**Entries provided**

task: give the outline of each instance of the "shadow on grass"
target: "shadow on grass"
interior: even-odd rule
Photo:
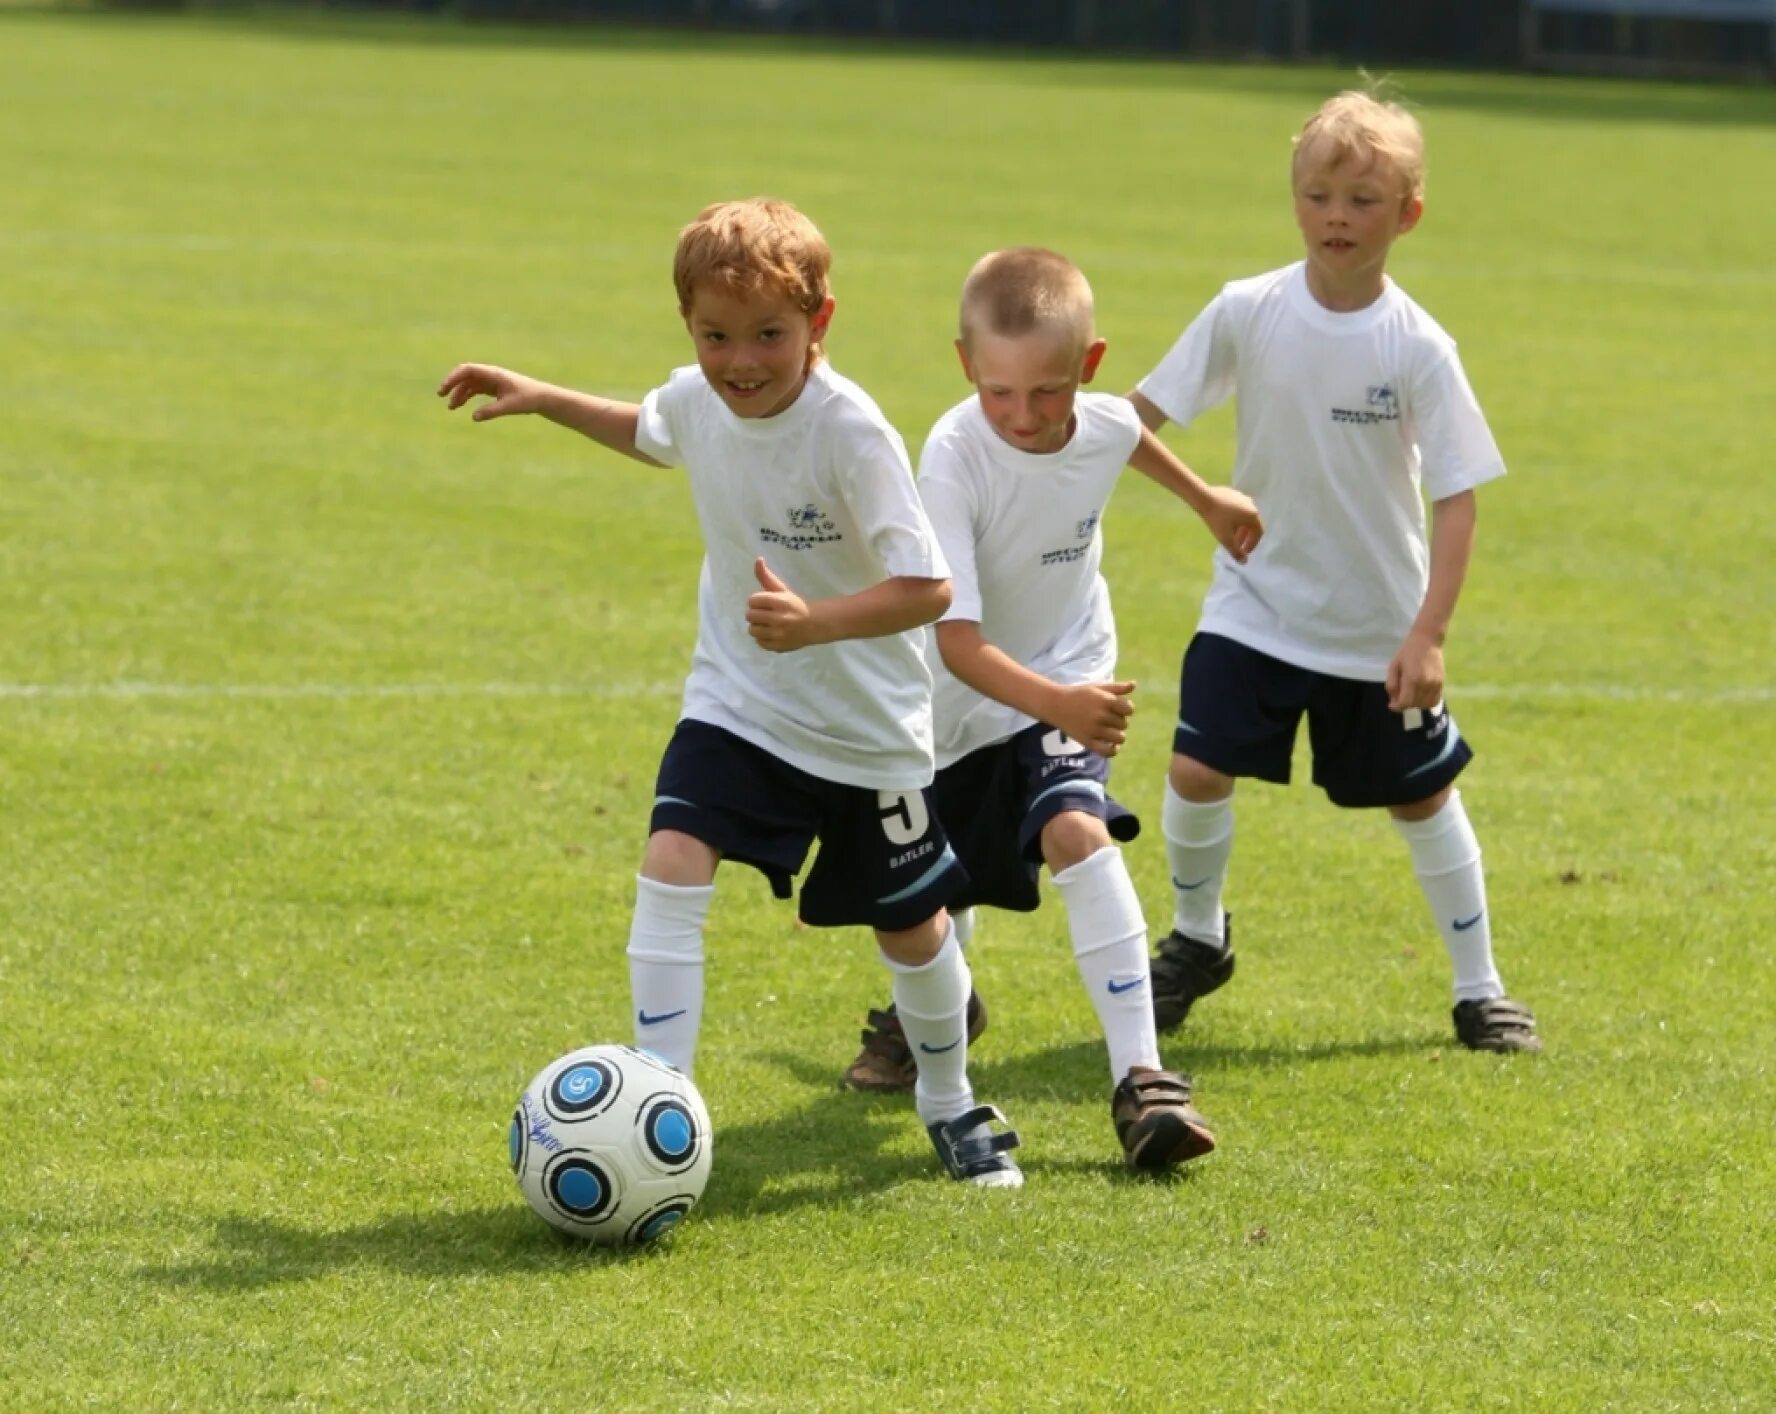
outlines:
[[[1370,1036],[1287,1045],[1198,1042],[1189,1037],[1161,1037],[1165,1063],[1196,1078],[1199,1088],[1212,1088],[1214,1077],[1230,1071],[1274,1070],[1320,1061],[1375,1056],[1420,1056],[1446,1043],[1434,1035]],[[982,1043],[969,1059],[969,1075],[983,1100],[1077,1100],[1102,1097],[1108,1103],[1110,1073],[1104,1043],[1076,1041],[1028,1055],[998,1059],[992,1042]]]
[[[522,1201],[495,1207],[403,1213],[361,1227],[317,1229],[269,1218],[224,1218],[213,1255],[148,1267],[144,1280],[203,1291],[250,1291],[309,1281],[348,1267],[407,1276],[466,1277],[560,1272],[647,1261],[645,1247],[594,1247],[539,1222]]]
[[[921,1147],[907,1150],[917,1135]],[[724,1126],[716,1179],[699,1216],[745,1219],[803,1207],[832,1207],[897,1184],[941,1182],[936,1156],[902,1097],[839,1091],[755,1124]],[[670,1247],[597,1247],[538,1221],[514,1192],[510,1203],[403,1213],[359,1227],[320,1229],[262,1217],[218,1222],[214,1251],[199,1260],[144,1269],[159,1286],[232,1292],[309,1281],[357,1266],[449,1278],[561,1272],[648,1261]]]
[[[1299,1045],[1225,1045],[1214,1041],[1167,1048],[1173,1064],[1207,1078],[1205,1109],[1213,1112],[1217,1072],[1271,1068],[1346,1057],[1423,1055],[1440,1037],[1398,1036]],[[867,1200],[904,1183],[941,1184],[910,1096],[842,1090],[835,1068],[796,1052],[762,1057],[816,1092],[807,1105],[770,1119],[724,1125],[717,1135],[716,1177],[699,1204],[701,1216],[743,1221],[797,1209],[831,1208]],[[995,1058],[991,1043],[970,1067],[976,1093],[1003,1106],[1014,1126],[1025,1102],[1078,1103],[1107,1108],[1109,1077],[1103,1044],[1071,1042],[1026,1055]],[[1047,1174],[1096,1177],[1114,1185],[1176,1186],[1193,1181],[1186,1165],[1161,1175],[1132,1173],[1113,1152],[1104,1115],[1102,1158],[1050,1157],[1042,1137],[1026,1126],[1018,1161],[1033,1181]],[[432,1278],[560,1272],[649,1261],[663,1249],[594,1247],[539,1222],[513,1196],[482,1208],[403,1213],[359,1227],[322,1230],[261,1217],[226,1218],[216,1225],[213,1255],[146,1268],[160,1286],[214,1292],[252,1290],[354,1266],[376,1266]]]
[[[969,65],[959,81],[982,81],[983,60],[1007,61],[1019,83],[1057,87],[1189,88],[1206,92],[1293,96],[1311,108],[1334,89],[1361,81],[1350,64],[1325,57],[1310,64],[1196,59],[1182,55],[1072,51],[870,35],[784,34],[649,27],[611,19],[482,20],[460,15],[363,12],[306,5],[98,5],[68,10],[54,3],[0,7],[9,18],[53,17],[92,24],[208,28],[291,40],[405,46],[473,45],[483,49],[611,50],[665,56],[834,57],[951,60]],[[1409,101],[1432,110],[1470,111],[1581,122],[1674,123],[1698,126],[1776,125],[1776,90],[1755,83],[1684,83],[1612,77],[1549,78],[1532,73],[1409,66],[1401,83]]]
[[[923,1126],[913,1108],[911,1095],[868,1095],[840,1089],[837,1071],[818,1066],[801,1054],[780,1051],[763,1059],[803,1084],[822,1088],[827,1093],[807,1109],[784,1119],[722,1130],[724,1206],[732,1206],[747,1214],[774,1212],[796,1206],[810,1197],[830,1201],[834,1197],[866,1196],[894,1182],[938,1181],[937,1158],[925,1147]],[[1189,1181],[1192,1171],[1188,1167],[1156,1176],[1131,1172],[1123,1164],[1110,1129],[1110,1086],[1105,1074],[1102,1044],[1063,1046],[1034,1057],[971,1064],[969,1078],[974,1083],[975,1097],[983,1104],[1000,1106],[1006,1111],[1012,1128],[1019,1130],[1023,1147],[1017,1151],[1018,1166],[1033,1180],[1039,1180],[1045,1173],[1070,1173],[1095,1175],[1118,1184]],[[1045,1153],[1042,1136],[1032,1132],[1027,1122],[1020,1126],[1016,1104],[1023,1100],[1077,1101],[1094,1109],[1101,1107],[1105,1134],[1103,1157],[1057,1158]],[[908,1132],[918,1134],[918,1157],[878,1155],[882,1162],[858,1167],[853,1149],[860,1122],[897,1142]],[[834,1141],[827,1150],[822,1148],[825,1136],[833,1136]],[[795,1147],[786,1150],[782,1147],[784,1143]],[[749,1170],[738,1186],[730,1181],[737,1148],[741,1151],[739,1162]],[[793,1185],[797,1182],[797,1173],[786,1169],[786,1164],[798,1171],[804,1168],[822,1170],[826,1176],[824,1186],[816,1190],[803,1185],[801,1191],[786,1194],[764,1191],[773,1183],[787,1181]],[[832,1181],[833,1174],[840,1167],[853,1170],[845,1176],[842,1189]],[[750,1192],[747,1191],[749,1187]]]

**Task goal**
Extract every line containing the string "grass" from the material.

**Solution to this task**
task: give the outline of each instance of the "shadow on grass"
target: "shadow on grass"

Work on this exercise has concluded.